__What the task asks__. Continue the article on whether psychological trauma can be passed down to children, starting after its last sentence.

__Excerpt__.
-- Opening Marker --
Can psychological trauma be passed down to children?
Dr Joanne Ryan, Head of the Biological Neuropsychiatry and Dementia Unit, is in the midst of an exciting project exploring epigenetic changes that affect mental health, and how these may be passed down through generations. The research builds on previous studies describing behavioural and clinical problems in the children of Holocaust survivors which results from altered gene function.
Genes are the chemical instruction manual for all the proteins our bodies make. Chemical changes that directly alter a gene’s coding are often called mutations; epigenetic changes are chemical changes that don’t directly alter the genetic template, but rather influence the way the corresponding protein is made. This may include completely blocking any manufacturing of the protein, reducing or increasing the rate at which the protein is made, or changing the conditions under which a protein is created.
Joanne has conducted previous research exploring the foetal epigenome during pregnancy, and whether maternal hormone differences arising from maternal stress and depression can influence a child’s propensity to develop mental health problems later in life.
This current study involves data gathered from women suffering post-traumatic stress disorder (PTSD) as a result of sexual violence during the Balkans War in the 1990s, and their children. Funding for the project came via the British Embassy in Kosovo, and Joanne has been collaborating with the researchers at the Danish Institute against Torture (DIGNITY) and the Kosova Rehabilitation Centre for Torture Victims (KRCT). The latter is an independent, non-governmental and non-profit organisation that was founded in 1999 with the mission to provide treatment and rehabilitation for Kosovar torture victims.
-- Closing Marker --
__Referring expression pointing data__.
-- Opening Marker --
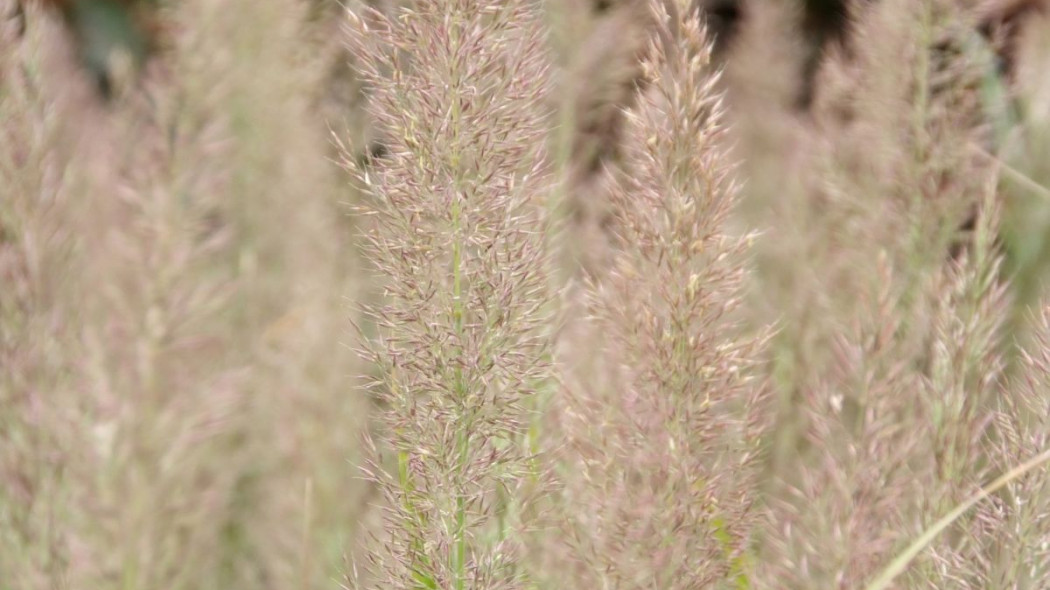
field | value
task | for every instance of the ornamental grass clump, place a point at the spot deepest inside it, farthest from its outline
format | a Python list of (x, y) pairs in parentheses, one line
[(456, 235), (662, 454)]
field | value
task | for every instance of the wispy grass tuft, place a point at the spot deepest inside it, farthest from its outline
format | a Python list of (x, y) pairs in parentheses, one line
[(662, 451), (456, 233)]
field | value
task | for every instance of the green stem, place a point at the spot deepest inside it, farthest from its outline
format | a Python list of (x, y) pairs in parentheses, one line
[(904, 559)]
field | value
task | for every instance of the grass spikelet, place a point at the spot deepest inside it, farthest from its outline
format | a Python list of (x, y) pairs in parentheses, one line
[(457, 237), (662, 455)]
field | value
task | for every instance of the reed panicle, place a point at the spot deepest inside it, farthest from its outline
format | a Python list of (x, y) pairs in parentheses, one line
[(456, 234), (662, 454)]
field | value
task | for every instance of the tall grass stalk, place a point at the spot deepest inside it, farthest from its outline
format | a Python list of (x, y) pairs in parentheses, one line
[(660, 457), (456, 233)]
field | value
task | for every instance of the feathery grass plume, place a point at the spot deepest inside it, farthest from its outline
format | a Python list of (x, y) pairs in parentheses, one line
[(896, 421), (888, 167), (295, 267), (456, 231), (604, 43), (38, 268), (1026, 173), (662, 457), (1008, 541)]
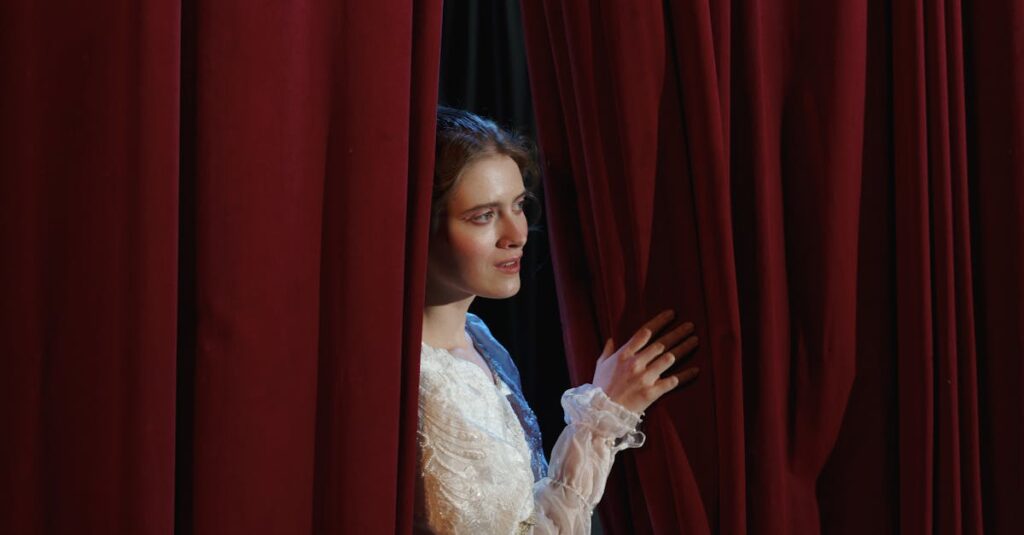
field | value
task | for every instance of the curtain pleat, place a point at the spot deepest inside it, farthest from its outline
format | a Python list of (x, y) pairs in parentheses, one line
[(819, 187), (215, 240)]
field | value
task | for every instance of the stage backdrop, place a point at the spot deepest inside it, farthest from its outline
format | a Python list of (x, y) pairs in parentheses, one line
[(213, 260), (834, 192)]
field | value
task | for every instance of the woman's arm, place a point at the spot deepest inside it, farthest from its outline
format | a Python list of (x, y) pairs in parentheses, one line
[(582, 458)]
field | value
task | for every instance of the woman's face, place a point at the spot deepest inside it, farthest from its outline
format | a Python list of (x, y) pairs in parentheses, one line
[(478, 244)]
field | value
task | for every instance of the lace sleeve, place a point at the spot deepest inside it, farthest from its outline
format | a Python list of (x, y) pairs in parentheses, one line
[(598, 427)]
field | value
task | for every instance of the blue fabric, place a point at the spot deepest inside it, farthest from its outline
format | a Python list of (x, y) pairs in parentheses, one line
[(501, 364)]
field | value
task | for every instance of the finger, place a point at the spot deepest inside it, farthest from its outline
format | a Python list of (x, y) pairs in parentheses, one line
[(609, 348), (670, 339), (660, 364), (643, 335), (686, 347), (670, 382)]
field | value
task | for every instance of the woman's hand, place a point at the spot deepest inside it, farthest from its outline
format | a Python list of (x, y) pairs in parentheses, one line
[(632, 376)]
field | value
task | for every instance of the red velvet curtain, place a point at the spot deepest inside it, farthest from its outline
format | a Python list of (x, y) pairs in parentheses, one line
[(214, 240), (834, 192)]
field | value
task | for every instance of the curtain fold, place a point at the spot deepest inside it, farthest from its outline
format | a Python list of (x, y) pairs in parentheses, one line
[(215, 240), (817, 186)]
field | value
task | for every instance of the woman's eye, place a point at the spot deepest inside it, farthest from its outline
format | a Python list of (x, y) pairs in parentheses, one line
[(483, 217)]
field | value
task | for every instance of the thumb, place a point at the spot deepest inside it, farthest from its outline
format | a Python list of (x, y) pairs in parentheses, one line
[(609, 347)]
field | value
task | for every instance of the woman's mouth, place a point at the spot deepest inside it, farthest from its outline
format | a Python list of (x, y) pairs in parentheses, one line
[(510, 266)]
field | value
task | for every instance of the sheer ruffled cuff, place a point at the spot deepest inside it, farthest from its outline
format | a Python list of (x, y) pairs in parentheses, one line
[(588, 406)]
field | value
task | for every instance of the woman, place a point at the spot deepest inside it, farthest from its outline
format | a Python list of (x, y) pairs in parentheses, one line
[(481, 462)]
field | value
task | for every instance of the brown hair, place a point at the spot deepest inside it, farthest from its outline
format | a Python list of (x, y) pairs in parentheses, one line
[(463, 137)]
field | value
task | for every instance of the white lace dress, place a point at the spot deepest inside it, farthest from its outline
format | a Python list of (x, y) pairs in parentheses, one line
[(474, 463)]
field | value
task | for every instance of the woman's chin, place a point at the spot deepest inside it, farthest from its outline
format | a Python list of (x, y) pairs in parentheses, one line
[(503, 291)]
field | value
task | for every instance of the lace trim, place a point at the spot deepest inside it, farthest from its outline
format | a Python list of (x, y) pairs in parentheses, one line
[(588, 406)]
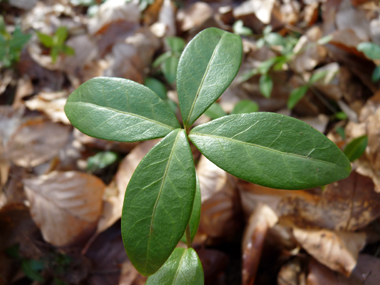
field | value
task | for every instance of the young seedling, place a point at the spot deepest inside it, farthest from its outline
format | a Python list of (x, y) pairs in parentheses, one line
[(56, 43), (162, 200)]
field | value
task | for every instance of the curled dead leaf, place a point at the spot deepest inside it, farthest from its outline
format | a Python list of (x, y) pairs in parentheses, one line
[(337, 250), (253, 241), (66, 206), (37, 141)]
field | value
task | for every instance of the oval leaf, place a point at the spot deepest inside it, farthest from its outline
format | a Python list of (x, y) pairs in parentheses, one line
[(206, 68), (266, 85), (215, 111), (356, 148), (245, 106), (182, 267), (272, 150), (195, 213), (119, 110), (158, 203)]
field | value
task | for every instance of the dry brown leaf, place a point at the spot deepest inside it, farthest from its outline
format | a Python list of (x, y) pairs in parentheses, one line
[(113, 11), (194, 16), (36, 142), (52, 104), (337, 250), (260, 221), (66, 206), (354, 19), (262, 9), (348, 205), (212, 179), (292, 273), (309, 54)]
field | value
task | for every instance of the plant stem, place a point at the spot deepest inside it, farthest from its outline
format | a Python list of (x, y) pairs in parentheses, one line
[(188, 236)]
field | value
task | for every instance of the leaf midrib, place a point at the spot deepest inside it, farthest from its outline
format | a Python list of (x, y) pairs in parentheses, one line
[(269, 149), (158, 198), (122, 112), (179, 266), (203, 79)]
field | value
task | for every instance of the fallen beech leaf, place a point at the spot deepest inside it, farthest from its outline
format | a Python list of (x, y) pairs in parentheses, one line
[(113, 11), (51, 104), (292, 272), (349, 204), (309, 53), (212, 179), (262, 9), (253, 241), (337, 250), (66, 206), (36, 142), (352, 18), (194, 15)]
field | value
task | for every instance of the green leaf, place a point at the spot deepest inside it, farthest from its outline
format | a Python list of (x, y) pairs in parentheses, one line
[(60, 36), (45, 39), (371, 50), (169, 69), (275, 39), (296, 95), (340, 131), (119, 110), (161, 59), (182, 267), (266, 65), (175, 44), (272, 150), (54, 52), (239, 29), (215, 111), (376, 74), (158, 203), (101, 160), (245, 106), (207, 67), (195, 213), (28, 267), (266, 85), (356, 148), (317, 76), (68, 50), (156, 86)]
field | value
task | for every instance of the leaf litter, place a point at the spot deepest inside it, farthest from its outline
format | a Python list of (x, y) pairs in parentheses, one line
[(52, 207)]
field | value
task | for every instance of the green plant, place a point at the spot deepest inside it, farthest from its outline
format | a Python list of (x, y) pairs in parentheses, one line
[(56, 43), (162, 200), (372, 51), (168, 61), (11, 45)]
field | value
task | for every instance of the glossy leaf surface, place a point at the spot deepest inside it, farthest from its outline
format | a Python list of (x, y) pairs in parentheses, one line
[(272, 150), (215, 111), (356, 148), (158, 203), (195, 214), (266, 85), (206, 68), (182, 267), (245, 106), (119, 110)]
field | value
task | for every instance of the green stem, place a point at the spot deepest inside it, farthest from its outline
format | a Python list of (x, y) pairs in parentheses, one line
[(188, 236)]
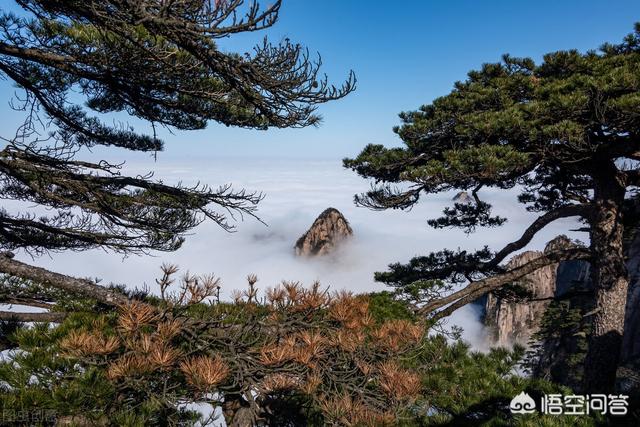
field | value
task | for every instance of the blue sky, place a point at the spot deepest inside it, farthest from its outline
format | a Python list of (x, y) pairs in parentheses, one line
[(404, 54)]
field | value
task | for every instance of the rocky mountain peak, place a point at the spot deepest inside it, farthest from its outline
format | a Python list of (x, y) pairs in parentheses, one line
[(329, 229)]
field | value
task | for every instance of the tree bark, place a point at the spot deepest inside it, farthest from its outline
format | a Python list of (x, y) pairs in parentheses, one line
[(60, 281), (610, 282)]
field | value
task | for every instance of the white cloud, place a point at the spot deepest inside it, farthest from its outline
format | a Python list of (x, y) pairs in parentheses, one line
[(296, 192)]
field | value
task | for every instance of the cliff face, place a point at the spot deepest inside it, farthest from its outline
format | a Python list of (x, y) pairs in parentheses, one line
[(631, 342), (329, 229), (514, 320)]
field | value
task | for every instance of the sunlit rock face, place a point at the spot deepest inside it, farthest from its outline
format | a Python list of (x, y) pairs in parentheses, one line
[(327, 231), (514, 320)]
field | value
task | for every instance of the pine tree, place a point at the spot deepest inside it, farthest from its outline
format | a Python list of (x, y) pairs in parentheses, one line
[(564, 132), (156, 61)]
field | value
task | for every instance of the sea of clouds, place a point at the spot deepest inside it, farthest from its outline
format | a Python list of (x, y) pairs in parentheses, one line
[(296, 191)]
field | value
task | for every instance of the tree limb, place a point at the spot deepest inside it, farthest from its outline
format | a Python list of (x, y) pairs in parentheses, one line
[(60, 281), (475, 290)]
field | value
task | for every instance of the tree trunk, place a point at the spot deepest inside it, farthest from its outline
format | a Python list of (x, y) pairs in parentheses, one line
[(12, 267), (610, 283)]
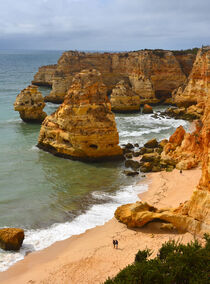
-- Closing Marker --
__Result__.
Joanne says, “I’m really excited about this project and the potential impacts it could have in improving the lives of victims of major war trauma and their offspring. Identifying the underlying biological processes whereby the negative effects of trauma are passed across generations is a key step towards stopping the intergenerational transmission of poor mental health.”
The local Kosovan group has coordinated data collection, assessing the women for their experiences during the war, presence of PTSD, depression and anxiety, and gathering biological samples from the women and their children. These biological samples are soon to be analysed in the Netherlands, with Joanne and her team interpreting the results in the coming months.
The results will be made public at the World Summit of the Prevention of Sexual Violence in Conflict in the UK this November. The conference is a compelling mix of science and social activism, and Joanne is looking forward to interacting directly with people that stand to benefit from research such as this.